*Text segment:*
— Start —
Full race results, Sprint Cup Championship standings and interview with the winner are available.

For a long time it seemed as though the 2014 Daytona 500 simply wasn't going to happen on Sunday, as Mother Nature stole the limelight and threw everything she had into thwarting the running of NASCAR's Sprint Cup Series season opener. When the clouds finally cleared it was Dale Earnhardt Jr. who kept repeatedly popping up at the front, and who then survived the usual Daytona wrecking action to emerge as the winner of the race shortly before midnight.

"I can't believe it," Earnhardt shouted in order to be heard as seemingly the whole of Daytona International Speedway erupted in celebration at his second win in the Great American Race. "I really enjoyed this one. I was having the time of my life driving down that straightaway and couldn't wait to hug everybody in victory lane. This one was funner."
— End —
*To-do list:*
(A) Answer these questions about the race report.
(i) Which event was the season opener of NASCAR's Sprint Cup Series?
(ii) Who emerged as the winner of the race?
(iii) Which win in the Great American Race was this for Earnhardt?
(B) Write out the part of the race report starting at "Full race results, Sprint" and ending at "shortly before midnight.", substituting "Monday" for "Sunday".
Answer from the race report alone.

*Listed records:*
— Start —
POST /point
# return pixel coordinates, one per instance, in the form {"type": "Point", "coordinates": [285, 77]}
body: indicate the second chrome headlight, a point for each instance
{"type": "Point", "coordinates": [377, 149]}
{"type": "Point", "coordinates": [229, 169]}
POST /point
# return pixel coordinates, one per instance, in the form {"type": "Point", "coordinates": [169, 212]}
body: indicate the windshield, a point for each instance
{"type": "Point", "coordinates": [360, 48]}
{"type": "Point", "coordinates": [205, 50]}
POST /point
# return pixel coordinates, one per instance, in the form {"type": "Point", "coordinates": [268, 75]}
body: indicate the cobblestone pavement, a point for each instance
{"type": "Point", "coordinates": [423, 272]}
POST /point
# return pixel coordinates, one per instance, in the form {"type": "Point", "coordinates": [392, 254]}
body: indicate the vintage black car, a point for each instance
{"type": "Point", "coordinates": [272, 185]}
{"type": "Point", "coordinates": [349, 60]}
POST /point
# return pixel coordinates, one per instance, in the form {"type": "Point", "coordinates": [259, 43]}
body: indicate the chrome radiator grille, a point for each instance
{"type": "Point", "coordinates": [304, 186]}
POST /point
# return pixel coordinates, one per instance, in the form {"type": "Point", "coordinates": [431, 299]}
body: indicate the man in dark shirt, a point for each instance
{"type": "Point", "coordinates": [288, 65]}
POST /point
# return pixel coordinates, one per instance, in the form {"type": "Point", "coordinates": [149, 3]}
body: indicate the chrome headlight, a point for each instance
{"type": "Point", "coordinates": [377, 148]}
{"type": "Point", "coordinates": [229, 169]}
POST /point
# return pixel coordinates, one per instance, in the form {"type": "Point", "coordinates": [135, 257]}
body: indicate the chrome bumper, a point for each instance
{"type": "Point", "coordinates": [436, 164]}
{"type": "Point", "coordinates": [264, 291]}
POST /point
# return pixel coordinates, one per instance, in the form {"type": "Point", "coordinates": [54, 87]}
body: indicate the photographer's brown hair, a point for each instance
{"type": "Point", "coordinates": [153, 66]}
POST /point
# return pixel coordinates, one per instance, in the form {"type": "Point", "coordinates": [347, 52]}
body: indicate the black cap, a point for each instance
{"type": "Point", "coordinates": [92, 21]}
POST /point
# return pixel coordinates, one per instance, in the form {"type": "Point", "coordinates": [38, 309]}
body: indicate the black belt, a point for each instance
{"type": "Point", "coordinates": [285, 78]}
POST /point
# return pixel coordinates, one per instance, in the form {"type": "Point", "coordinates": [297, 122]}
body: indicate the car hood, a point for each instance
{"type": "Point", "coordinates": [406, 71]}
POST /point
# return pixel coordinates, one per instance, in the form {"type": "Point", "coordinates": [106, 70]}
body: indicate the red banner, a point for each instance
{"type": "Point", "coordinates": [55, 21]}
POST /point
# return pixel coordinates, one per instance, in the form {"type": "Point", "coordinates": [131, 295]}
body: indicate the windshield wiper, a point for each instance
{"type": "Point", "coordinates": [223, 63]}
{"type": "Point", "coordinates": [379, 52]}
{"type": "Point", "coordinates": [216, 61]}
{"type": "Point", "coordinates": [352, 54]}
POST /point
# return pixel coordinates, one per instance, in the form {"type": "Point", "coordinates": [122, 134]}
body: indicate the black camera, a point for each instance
— End —
*List of solutions:*
(A)
(i) The 2014 Daytona 500.
(ii) Dale Earnhardt Jr.
(iii) His second.

(B)
Full race results, Sprint Cup Championship standings and interview with the winner are available.

For a long time it seemed as though the 2014 Daytona 500 simply wasn't going to happen on Monday, as Mother Nature stole the limelight and threw everything she had into thwarting the running of NASCAR's Sprint Cup Series season opener. When the clouds finally cleared it was Dale Earnhardt Jr. who kept repeatedly popping up at the front, and who then survived the usual Daytona wrecking action to emerge as the winner of the race shortly before midnight.